DATA
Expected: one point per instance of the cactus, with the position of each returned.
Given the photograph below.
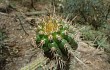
(55, 39)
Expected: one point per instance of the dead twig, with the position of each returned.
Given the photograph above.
(21, 23)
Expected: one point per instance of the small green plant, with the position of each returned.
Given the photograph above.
(54, 37)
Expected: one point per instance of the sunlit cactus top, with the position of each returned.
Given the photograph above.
(54, 38)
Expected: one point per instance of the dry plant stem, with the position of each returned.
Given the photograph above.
(36, 13)
(35, 64)
(21, 23)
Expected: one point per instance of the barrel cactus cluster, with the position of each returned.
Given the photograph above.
(55, 39)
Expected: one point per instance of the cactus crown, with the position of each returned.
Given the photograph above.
(54, 38)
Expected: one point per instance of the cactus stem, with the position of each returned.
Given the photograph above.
(41, 43)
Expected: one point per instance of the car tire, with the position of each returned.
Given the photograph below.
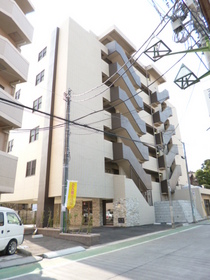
(12, 247)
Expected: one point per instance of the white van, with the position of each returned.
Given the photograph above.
(11, 230)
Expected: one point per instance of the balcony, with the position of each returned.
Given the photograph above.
(122, 103)
(10, 116)
(116, 53)
(161, 117)
(125, 158)
(7, 172)
(14, 22)
(121, 79)
(159, 97)
(13, 66)
(122, 127)
(25, 6)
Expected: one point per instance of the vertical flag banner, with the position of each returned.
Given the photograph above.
(71, 194)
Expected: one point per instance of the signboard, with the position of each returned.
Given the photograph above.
(71, 194)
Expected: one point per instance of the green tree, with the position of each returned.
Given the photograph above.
(203, 174)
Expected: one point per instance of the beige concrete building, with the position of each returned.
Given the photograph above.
(15, 31)
(123, 136)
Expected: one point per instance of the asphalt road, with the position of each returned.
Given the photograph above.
(181, 253)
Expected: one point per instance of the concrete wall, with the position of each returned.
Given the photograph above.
(181, 211)
(183, 194)
(130, 204)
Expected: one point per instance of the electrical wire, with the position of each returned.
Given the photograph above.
(9, 102)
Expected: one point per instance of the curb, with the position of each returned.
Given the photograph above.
(60, 253)
(20, 261)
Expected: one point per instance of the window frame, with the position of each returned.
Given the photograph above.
(40, 77)
(42, 54)
(17, 94)
(31, 168)
(10, 146)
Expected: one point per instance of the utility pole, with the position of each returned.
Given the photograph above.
(189, 185)
(64, 213)
(169, 190)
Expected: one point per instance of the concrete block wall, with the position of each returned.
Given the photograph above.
(182, 212)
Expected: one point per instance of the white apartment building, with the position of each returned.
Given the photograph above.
(123, 149)
(15, 31)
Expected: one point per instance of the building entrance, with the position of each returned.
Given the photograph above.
(108, 214)
(86, 211)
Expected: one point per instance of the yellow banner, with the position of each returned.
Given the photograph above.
(71, 194)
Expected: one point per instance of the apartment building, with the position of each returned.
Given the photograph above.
(15, 31)
(122, 146)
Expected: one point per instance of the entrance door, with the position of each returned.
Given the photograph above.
(108, 215)
(86, 211)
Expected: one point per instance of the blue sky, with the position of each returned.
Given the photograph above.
(137, 20)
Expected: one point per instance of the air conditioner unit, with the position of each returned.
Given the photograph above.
(177, 25)
(191, 4)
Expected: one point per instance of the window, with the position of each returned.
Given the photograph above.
(10, 145)
(42, 54)
(34, 134)
(17, 94)
(37, 103)
(40, 77)
(13, 219)
(30, 168)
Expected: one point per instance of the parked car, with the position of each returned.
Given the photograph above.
(11, 231)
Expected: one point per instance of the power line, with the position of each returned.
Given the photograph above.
(72, 122)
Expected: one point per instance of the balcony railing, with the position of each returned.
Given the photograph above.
(10, 115)
(13, 66)
(7, 172)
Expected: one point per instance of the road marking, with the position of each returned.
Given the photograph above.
(45, 264)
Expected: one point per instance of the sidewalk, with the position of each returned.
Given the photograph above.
(34, 249)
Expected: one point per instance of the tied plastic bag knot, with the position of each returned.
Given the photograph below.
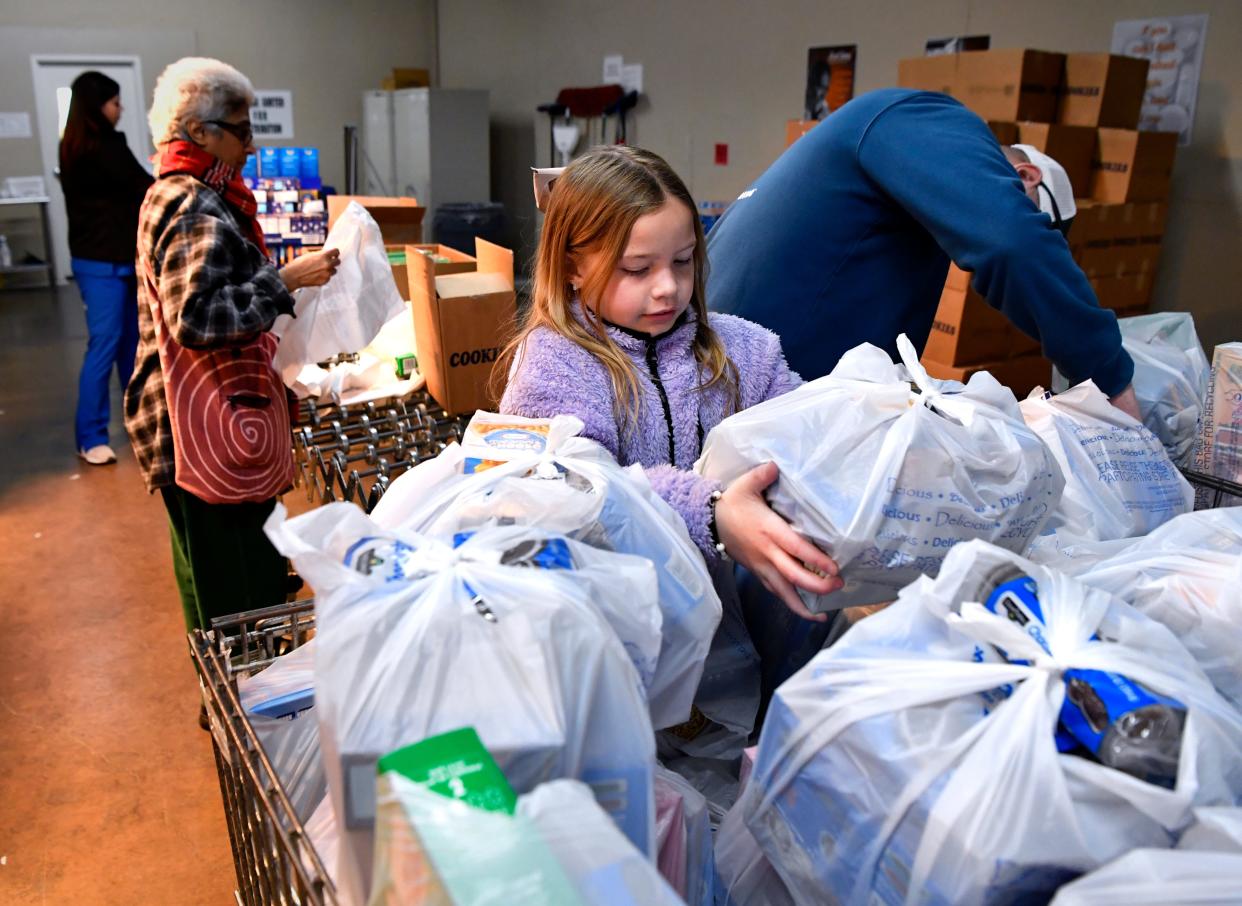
(929, 393)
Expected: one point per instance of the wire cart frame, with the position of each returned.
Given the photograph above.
(275, 860)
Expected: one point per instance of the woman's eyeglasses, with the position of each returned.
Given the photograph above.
(242, 132)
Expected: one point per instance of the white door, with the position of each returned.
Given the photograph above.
(52, 77)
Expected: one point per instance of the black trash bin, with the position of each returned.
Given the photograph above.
(458, 223)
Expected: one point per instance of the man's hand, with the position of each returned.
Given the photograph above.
(1128, 403)
(313, 269)
(765, 544)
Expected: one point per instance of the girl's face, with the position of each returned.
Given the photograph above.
(653, 280)
(112, 111)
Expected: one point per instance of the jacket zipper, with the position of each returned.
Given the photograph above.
(653, 368)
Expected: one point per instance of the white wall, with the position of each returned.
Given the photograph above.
(327, 52)
(733, 71)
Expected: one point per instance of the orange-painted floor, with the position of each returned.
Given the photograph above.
(108, 791)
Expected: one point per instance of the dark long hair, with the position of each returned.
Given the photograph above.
(86, 121)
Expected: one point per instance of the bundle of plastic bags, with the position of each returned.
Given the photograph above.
(539, 472)
(347, 312)
(1205, 868)
(1119, 480)
(1170, 377)
(992, 735)
(1159, 878)
(1219, 449)
(1187, 576)
(887, 469)
(278, 701)
(502, 631)
(451, 832)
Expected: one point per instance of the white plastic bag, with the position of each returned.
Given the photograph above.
(887, 469)
(1119, 480)
(416, 636)
(547, 476)
(347, 312)
(602, 865)
(687, 840)
(1187, 574)
(1159, 878)
(908, 764)
(1215, 830)
(1170, 377)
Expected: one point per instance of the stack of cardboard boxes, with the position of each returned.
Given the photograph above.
(1081, 109)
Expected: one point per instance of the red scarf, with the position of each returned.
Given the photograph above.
(185, 157)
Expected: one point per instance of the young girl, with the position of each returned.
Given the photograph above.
(619, 334)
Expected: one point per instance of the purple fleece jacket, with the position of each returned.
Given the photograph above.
(557, 377)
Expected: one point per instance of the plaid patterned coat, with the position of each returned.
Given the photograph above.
(215, 288)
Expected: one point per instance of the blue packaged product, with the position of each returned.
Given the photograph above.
(291, 162)
(308, 168)
(268, 163)
(1118, 721)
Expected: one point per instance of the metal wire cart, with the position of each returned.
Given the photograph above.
(347, 452)
(272, 853)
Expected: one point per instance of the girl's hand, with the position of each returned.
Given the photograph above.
(765, 544)
(313, 269)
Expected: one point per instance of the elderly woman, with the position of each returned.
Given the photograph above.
(205, 410)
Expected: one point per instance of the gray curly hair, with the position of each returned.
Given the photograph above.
(196, 88)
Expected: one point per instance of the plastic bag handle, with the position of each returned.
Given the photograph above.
(930, 394)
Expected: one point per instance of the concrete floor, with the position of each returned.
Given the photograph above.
(108, 791)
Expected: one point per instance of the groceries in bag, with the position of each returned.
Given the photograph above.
(347, 312)
(887, 469)
(927, 757)
(1187, 576)
(1119, 480)
(1158, 878)
(451, 830)
(417, 636)
(1219, 449)
(539, 472)
(1170, 377)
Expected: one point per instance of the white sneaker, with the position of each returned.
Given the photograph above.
(98, 455)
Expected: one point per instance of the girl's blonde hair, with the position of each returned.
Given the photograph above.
(594, 204)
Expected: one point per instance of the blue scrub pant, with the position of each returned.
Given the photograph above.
(111, 295)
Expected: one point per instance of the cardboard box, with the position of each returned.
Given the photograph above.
(1102, 90)
(1125, 292)
(1097, 221)
(1006, 133)
(1071, 146)
(796, 128)
(405, 77)
(1132, 165)
(1020, 374)
(400, 219)
(458, 262)
(461, 321)
(968, 329)
(1001, 85)
(1120, 257)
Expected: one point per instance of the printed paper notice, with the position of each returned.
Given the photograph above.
(272, 114)
(1175, 47)
(15, 124)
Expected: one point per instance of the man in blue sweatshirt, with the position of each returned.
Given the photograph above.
(847, 239)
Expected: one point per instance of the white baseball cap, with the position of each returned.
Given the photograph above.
(1055, 180)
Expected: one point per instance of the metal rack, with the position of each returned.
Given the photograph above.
(1211, 492)
(352, 452)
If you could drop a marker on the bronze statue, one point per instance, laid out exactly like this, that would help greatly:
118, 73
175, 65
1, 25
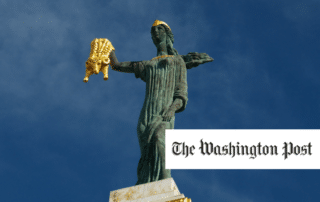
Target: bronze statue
166, 94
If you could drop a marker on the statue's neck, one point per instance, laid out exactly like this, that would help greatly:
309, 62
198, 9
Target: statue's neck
162, 49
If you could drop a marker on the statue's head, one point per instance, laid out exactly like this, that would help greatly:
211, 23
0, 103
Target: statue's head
161, 32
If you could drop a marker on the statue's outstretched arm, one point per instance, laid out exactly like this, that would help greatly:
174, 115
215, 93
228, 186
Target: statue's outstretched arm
194, 59
120, 66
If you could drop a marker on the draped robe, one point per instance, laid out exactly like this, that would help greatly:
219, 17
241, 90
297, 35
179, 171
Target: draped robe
166, 80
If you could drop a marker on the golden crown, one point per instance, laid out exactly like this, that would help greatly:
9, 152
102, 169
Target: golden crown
158, 22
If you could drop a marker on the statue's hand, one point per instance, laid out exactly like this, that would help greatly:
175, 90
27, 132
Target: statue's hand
194, 59
167, 116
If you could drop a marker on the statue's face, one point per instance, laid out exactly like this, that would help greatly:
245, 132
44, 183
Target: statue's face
158, 34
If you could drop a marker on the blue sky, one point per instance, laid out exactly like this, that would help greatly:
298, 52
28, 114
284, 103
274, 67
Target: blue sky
65, 140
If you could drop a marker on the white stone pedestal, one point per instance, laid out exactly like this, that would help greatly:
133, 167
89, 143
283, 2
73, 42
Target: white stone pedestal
159, 191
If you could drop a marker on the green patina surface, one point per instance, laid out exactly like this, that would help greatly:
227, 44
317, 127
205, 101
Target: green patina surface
166, 94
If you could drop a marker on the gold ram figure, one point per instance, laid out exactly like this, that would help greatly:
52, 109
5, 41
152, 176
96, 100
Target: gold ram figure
98, 60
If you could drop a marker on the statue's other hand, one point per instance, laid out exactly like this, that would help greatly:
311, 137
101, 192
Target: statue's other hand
167, 116
194, 59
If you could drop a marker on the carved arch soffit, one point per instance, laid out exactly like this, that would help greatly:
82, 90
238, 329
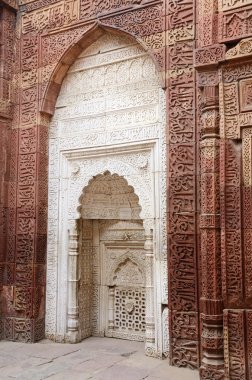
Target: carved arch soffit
73, 42
114, 187
242, 49
121, 261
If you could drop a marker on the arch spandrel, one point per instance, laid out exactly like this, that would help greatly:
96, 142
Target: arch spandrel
73, 45
126, 138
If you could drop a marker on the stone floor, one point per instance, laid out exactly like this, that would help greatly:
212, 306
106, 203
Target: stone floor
94, 359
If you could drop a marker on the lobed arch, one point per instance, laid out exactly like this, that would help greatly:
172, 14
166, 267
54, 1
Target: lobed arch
89, 36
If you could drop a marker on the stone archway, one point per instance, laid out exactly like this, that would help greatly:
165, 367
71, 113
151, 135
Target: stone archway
112, 294
110, 117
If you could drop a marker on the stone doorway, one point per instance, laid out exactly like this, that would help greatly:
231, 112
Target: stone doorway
109, 127
112, 295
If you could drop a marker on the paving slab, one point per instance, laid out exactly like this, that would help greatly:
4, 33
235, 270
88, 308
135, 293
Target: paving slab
92, 359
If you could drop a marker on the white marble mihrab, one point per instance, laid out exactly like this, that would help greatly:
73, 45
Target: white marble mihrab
110, 117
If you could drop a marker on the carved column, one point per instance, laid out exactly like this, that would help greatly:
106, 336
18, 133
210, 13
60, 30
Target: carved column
150, 325
111, 308
211, 304
73, 285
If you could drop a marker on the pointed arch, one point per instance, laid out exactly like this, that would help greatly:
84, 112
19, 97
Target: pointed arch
89, 36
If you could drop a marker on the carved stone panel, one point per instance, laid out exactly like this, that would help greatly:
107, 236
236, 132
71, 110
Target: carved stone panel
107, 161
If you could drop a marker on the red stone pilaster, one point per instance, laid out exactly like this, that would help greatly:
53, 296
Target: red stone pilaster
211, 304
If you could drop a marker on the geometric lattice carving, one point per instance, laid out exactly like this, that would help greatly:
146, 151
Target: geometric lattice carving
130, 311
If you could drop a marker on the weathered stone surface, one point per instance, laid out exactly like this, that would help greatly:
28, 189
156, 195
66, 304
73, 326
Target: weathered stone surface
161, 96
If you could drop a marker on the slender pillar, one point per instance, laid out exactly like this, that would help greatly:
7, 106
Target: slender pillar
150, 349
111, 308
211, 304
73, 285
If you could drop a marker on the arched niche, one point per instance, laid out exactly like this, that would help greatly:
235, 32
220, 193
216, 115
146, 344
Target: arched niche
109, 121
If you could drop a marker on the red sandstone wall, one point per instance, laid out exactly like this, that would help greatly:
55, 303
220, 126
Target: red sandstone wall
209, 148
7, 27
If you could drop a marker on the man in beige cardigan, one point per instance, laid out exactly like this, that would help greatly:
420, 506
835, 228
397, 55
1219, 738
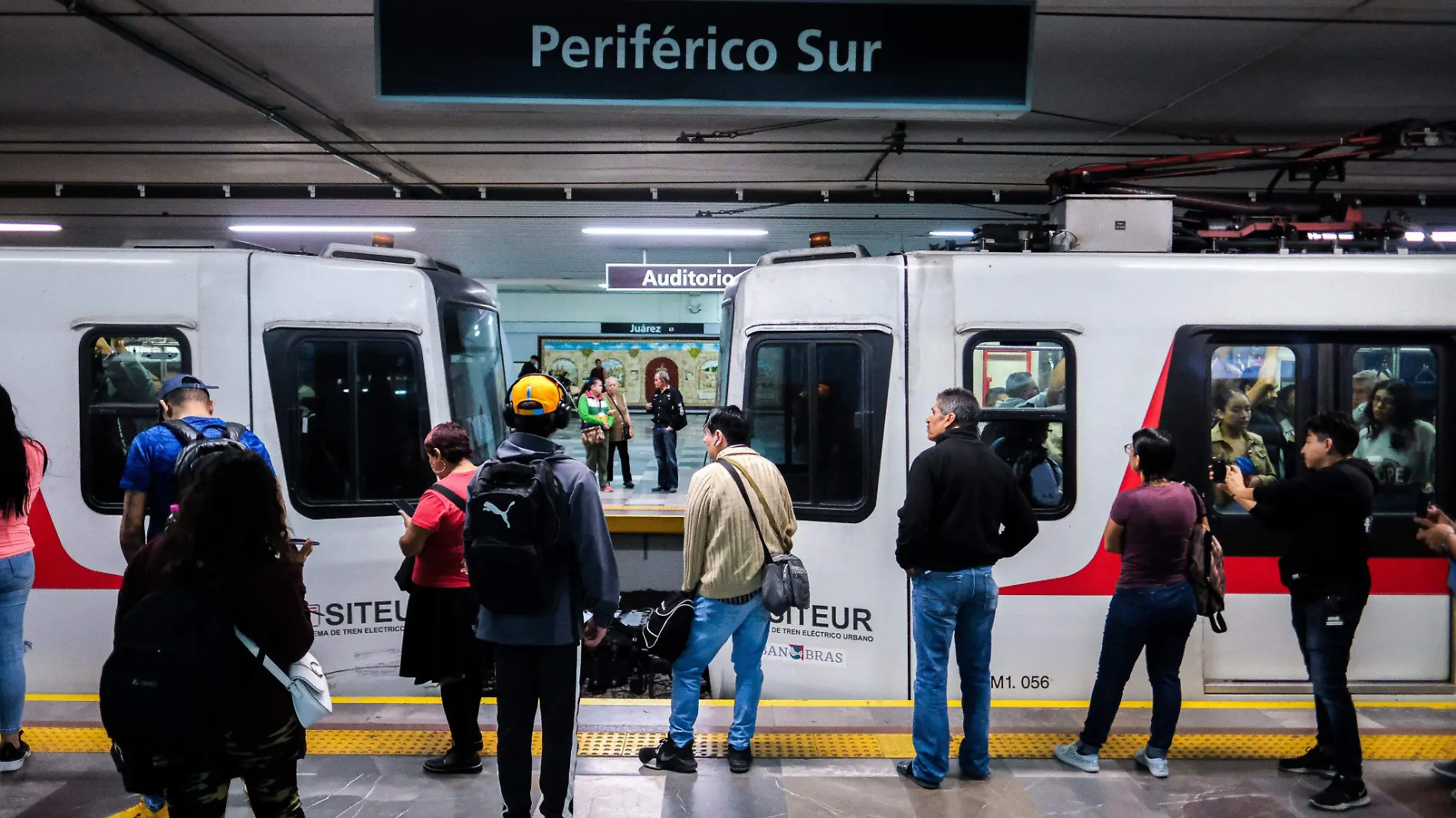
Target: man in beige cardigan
723, 564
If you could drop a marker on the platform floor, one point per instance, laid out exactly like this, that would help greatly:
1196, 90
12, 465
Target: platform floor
364, 763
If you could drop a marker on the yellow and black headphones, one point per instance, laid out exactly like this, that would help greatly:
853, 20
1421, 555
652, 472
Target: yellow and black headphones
539, 394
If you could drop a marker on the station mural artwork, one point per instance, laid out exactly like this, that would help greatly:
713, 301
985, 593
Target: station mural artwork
692, 363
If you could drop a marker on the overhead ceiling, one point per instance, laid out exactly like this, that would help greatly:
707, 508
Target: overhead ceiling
1111, 79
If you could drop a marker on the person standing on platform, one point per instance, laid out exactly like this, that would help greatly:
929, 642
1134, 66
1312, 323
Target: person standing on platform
538, 653
596, 424
150, 488
723, 567
962, 512
440, 643
669, 415
22, 465
621, 433
1153, 606
1326, 514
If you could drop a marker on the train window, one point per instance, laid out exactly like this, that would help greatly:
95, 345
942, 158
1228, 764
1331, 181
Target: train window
1394, 399
1024, 381
1251, 421
121, 370
475, 376
817, 405
353, 411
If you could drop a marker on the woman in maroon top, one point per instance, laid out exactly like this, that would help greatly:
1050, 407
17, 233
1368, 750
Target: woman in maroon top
440, 643
232, 530
1153, 606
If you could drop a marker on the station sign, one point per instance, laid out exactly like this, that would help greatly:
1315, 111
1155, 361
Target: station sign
609, 328
852, 58
673, 277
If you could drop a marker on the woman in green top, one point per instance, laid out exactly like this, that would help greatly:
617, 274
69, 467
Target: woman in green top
596, 418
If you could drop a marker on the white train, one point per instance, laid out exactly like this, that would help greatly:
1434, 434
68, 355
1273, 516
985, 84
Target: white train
841, 358
339, 365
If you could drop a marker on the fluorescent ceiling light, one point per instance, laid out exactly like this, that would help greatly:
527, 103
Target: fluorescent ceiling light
27, 227
676, 232
320, 229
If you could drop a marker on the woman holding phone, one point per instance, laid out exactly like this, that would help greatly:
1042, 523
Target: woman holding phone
440, 643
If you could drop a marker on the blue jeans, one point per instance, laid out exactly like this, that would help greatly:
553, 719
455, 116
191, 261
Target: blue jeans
713, 622
1156, 619
16, 577
959, 604
1325, 628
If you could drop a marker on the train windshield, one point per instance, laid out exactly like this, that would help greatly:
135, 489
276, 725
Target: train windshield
475, 375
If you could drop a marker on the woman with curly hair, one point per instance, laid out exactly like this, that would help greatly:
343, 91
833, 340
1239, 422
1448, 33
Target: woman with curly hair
232, 532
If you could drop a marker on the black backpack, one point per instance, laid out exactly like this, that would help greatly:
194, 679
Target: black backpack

WHAT TO DO
Reproduce every line from the entries that holds the word "plant".

SOLUTION TO THIS EXERCISE
Expected: one point per instance of the small green plant, with the position of each returned.
Expected: one point per instance of the dry plant stem, with the position of each returned.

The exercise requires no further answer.